-------- Eingaben zur Übung --------

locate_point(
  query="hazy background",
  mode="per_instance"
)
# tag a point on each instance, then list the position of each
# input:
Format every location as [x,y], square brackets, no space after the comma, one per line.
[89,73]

--------

Gib die Auflistung oben Zeile für Zeile unverändert wieder.

Ergebnis dieser Übung:
locate_point(
  query="hazy background",
  mode="per_instance"
)
# tag a point on each instance, then list the position of each
# input:
Format every location as [x,y], square brackets, no space after the comma, one per line.
[89,73]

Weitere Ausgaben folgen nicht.